[Short problem]:
Reproduce the data below verbatim, preserving every line in its original order.

[Records for the task]:
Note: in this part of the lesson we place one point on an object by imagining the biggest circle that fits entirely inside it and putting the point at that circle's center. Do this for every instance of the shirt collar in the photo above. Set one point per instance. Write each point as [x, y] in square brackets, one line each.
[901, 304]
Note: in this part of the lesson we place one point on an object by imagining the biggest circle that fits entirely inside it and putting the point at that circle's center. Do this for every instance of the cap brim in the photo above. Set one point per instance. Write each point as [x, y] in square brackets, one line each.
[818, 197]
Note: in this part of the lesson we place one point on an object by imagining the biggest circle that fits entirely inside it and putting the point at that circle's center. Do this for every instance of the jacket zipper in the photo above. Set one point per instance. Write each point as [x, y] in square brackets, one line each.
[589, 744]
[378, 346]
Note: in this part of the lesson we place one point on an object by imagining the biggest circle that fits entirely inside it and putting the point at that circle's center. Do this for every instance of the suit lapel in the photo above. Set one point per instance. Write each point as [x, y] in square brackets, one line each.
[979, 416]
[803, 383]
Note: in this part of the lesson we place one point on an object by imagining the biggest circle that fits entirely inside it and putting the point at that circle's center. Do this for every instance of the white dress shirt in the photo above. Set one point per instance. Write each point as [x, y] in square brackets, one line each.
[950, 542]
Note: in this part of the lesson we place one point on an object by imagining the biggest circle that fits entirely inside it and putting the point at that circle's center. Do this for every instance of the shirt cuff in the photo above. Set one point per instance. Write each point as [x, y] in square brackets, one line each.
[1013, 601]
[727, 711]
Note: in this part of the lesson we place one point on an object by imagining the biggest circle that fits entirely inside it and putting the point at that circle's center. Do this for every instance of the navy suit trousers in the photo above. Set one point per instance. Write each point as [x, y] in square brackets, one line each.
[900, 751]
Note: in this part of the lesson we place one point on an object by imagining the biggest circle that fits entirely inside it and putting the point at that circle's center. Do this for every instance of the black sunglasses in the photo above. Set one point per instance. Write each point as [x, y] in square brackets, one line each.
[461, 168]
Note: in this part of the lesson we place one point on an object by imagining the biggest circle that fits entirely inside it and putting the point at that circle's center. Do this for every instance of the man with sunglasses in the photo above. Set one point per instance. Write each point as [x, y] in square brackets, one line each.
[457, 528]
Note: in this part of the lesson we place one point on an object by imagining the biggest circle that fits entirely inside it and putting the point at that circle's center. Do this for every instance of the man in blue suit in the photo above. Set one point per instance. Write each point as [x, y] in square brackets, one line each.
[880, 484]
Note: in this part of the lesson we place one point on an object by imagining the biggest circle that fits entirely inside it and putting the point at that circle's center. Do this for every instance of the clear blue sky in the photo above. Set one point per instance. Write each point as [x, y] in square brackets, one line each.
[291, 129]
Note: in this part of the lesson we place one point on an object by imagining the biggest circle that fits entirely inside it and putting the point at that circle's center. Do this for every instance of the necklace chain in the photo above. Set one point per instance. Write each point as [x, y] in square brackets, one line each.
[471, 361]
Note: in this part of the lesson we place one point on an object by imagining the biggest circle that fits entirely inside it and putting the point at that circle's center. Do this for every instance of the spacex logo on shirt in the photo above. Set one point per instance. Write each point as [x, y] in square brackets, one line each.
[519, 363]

[Result below]:
Note: in this part of the lesson we place one point on an object by imagining the biggest circle that fits entirely inside it and putting the point at that circle's center. Do this for every instance of the shirt collar in the photo above. Set one point per instance. Write each point as [x, y] in square brackets, one line each.
[901, 304]
Note: in this part of the lesson we place one point on an object by imagining the biggest circle that fits entirely inside it and putting the point at that circle's center. Do this for every instance of the cap brim in the photo above. Set one point per instance. Write each point as [x, y] in square brackets, one line each.
[818, 197]
Note: in this part of the lesson we place one point on an object by imagining the biggest circle that fits entirely inside it and putting the point at that circle's center. Do this for every instance of the jacket zipper in the photo above. Set one point per instance. Write each point as [x, y] in square brackets, one line each.
[589, 744]
[378, 346]
Note: in this part of the lesson we place one point on an object by imagining the biggest circle that fits entirely inside it and putting the point at that circle's center. Do this for every instance of the suit lapel in the photo above. Set one point per instance. Write each point as [x, y] in square brackets, one line each.
[979, 416]
[803, 383]
Note: in this part of the lesson we place one point on an object by imagining the biggest circle that fits entirely inside it and putting the point at that circle's center. Do this for every instance of the white dress shirt in the photo above. Set one point per instance. Write each point as [x, y] in square brackets, one line each.
[950, 542]
Note: in this part of the lesson we place one point on an object by imagining the biggest circle that fits entirely inside it and putting the point at that circle's center. Do this for every instance of the shirt cuff in the photo above. Set one point per instance. Write each point as [x, y] in square brackets, one line each.
[1013, 601]
[727, 711]
Note: in this part of the lesson we place one point on an object by imagining the biggest circle that fits entirely inside it and putting the point at that circle's center. Do this for every instance of the navy suit trousers in the photo above. Set one point per instance. Write each point as [x, y] in square brackets, one line each.
[900, 751]
Note: in this part of the lesson we place one point on an object by imagining the biggest circle that fits entirely inside it and putting the point at that circle's center. Do this for every instance of the black sunglasses in the photo above. Set one point per instance. Write each point as [x, y] in square brackets, one line each.
[461, 168]
Note: in this part of the lesson we place one point on an object by imagining the biggest circle that fits entirely inside it and putting the point at that circle's center. Do this for every instance of the man with sunglasses in the photo above. Set one point per instance. Write each point as [x, y] in square brackets, one line each.
[457, 528]
Note: in this part of the lesson we place one point on an object by imagining the biggest circle that fits entirely inside it and putting the point at that circle's center. Do this for every instance of the man in blue suit in the photo above. Set one point per instance. Write each point as [x, y] in square brackets, one line each.
[880, 484]
Note: in this part of the lesson we place one point on an object by imagining the biggest circle that fits entirely inside it and putting the point at that circle's center. Do this for every instance of the clear blue sky in the photo above. Set one point per instance. Write each point as [x, y] in square brackets, one line each.
[291, 129]
Note: in this part of the lesson we place one point on an object by imagining the biggest circle that fits entirely inside it and putting the point at that circle's center. Do this for every instance of the necklace chain in the photo above. Set one point per instance. Write each point as [x, y] in square brackets, one line each.
[471, 361]
Note: in this part of the lesson we place one point on an object by imagining the biggest circle that fits entirely inside it and putting the point at that circle's center. Do this for every instance of the spacex logo on shirt in the photo above. Set one point per instance. Write each point as [x, y] in square brackets, one line each.
[519, 363]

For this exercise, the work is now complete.